WHAT IS REQUIRED – Turn every line of the items below into a numbered list, leaving out the blank lines.

EXTRACTED INFORMATION –
──────────

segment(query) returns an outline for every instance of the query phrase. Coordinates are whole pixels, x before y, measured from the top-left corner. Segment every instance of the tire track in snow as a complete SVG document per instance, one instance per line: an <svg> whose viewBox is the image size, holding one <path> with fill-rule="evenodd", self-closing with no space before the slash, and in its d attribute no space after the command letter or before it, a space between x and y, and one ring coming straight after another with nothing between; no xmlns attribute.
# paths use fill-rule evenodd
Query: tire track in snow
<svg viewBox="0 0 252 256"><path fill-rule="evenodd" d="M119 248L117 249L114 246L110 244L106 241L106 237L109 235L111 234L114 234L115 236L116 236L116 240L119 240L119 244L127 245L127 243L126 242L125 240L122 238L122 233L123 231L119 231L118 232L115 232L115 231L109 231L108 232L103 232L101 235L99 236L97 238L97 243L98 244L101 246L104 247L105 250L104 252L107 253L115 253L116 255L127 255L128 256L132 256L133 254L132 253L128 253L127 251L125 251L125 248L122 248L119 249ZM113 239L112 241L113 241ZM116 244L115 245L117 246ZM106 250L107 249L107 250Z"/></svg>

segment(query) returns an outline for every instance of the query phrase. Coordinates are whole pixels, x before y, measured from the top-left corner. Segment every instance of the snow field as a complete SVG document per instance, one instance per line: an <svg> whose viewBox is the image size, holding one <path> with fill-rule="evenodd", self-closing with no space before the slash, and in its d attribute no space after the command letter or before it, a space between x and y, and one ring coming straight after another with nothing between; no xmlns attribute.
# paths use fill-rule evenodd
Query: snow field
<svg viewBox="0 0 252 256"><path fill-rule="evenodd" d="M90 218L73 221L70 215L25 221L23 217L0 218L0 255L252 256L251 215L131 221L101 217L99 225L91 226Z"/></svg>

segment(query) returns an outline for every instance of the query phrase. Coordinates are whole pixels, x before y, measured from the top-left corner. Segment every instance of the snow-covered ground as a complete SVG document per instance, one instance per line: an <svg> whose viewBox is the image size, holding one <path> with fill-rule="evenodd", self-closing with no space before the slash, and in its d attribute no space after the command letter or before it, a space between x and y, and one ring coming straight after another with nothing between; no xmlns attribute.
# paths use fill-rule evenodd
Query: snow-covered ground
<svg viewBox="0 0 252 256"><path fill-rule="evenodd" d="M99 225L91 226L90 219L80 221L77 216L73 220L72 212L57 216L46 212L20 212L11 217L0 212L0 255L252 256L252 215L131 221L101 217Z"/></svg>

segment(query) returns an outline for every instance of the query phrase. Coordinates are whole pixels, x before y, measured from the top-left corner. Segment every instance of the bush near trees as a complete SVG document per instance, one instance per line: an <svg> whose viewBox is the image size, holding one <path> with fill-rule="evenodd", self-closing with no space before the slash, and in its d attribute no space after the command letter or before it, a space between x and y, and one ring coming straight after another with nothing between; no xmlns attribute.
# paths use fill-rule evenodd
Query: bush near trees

──────────

WRITTEN RESPONSE –
1. segment(query) returns an outline for every instance of the query phrase. Coordinates are whole pixels, x before y, measured from the top-left corner. Segment every instance of the tire track in snow as a complete SVG document per instance, one instance per line: an <svg> whose viewBox is the image size, holding one <path> with fill-rule="evenodd", self-closing with no space before the slash, and in its d attribute no space after the command letter or before it, a space between x and y, and one ring coming straight after another with nothing between; no xmlns attribute.
2. # paths use fill-rule evenodd
3. Query: tire track in snow
4. <svg viewBox="0 0 252 256"><path fill-rule="evenodd" d="M119 248L117 249L114 246L110 244L106 241L106 237L109 235L111 234L114 234L115 236L116 236L116 240L119 240L119 244L127 245L127 243L126 242L125 240L122 238L122 233L123 231L119 231L118 232L115 232L115 231L109 231L108 232L103 232L101 235L99 236L97 238L97 243L98 244L101 246L104 247L105 250L104 252L107 253L115 253L116 255L127 255L128 256L132 256L133 254L132 253L128 253L127 251L125 251L125 248L122 248L119 249ZM113 239L112 241L113 241ZM116 244L115 245L117 246ZM106 250L107 249L107 250Z"/></svg>
5. segment(query) returns an outline for every instance of the query phrase. Coordinates are whole pixels, x before y, measured from the top-left corner. Segment every instance of the snow field as a complete SVG document per instance, one instance per line: an <svg> whose viewBox is the image size, holding one <path> with fill-rule="evenodd", self-closing with no space before the slash, and in its d attribute no space after the command letter or before it, a space between x and y, and one ring coming straight after another with nothing between; no xmlns attribute.
6. # paths use fill-rule evenodd
7. Query: snow field
8. <svg viewBox="0 0 252 256"><path fill-rule="evenodd" d="M90 218L73 221L70 215L25 221L23 217L0 218L0 255L252 256L251 215L131 221L101 217L99 225L91 226Z"/></svg>
9. segment(query) returns an outline for every instance of the query phrase. Coordinates are whole pixels, x before y, measured from the top-left corner. Segment every instance of the snow-covered ground as a complete SVG document per instance, one instance per line: an <svg> whose viewBox is the image size, holding one <path> with fill-rule="evenodd", self-closing with no space before the slash, and in its d attribute no space after the command letter or before it, a space between x and y, and one ring coming straight after another with nothing between; no xmlns attribute.
10. # paths use fill-rule evenodd
11. Query: snow-covered ground
12. <svg viewBox="0 0 252 256"><path fill-rule="evenodd" d="M99 225L91 226L90 219L80 221L77 216L73 220L72 212L57 216L46 212L20 212L11 217L0 212L0 255L252 256L252 215L131 221L101 217Z"/></svg>
13. segment(query) returns an outline for every instance of the query phrase. Coordinates are whole pixels, x before y, measured from the top-left corner. Segment every instance of the bush near trees as a complete SVG document per instance, one instance per line: an <svg> whose viewBox is the image size, holding one <path> with fill-rule="evenodd", self-closing with no space before the slash, and in its d attribute no space after the command letter or before it, a space between x and y, and one ring coming straight after another with nothing between; no xmlns attribute.
14. # paths use fill-rule evenodd
15. Query: bush near trees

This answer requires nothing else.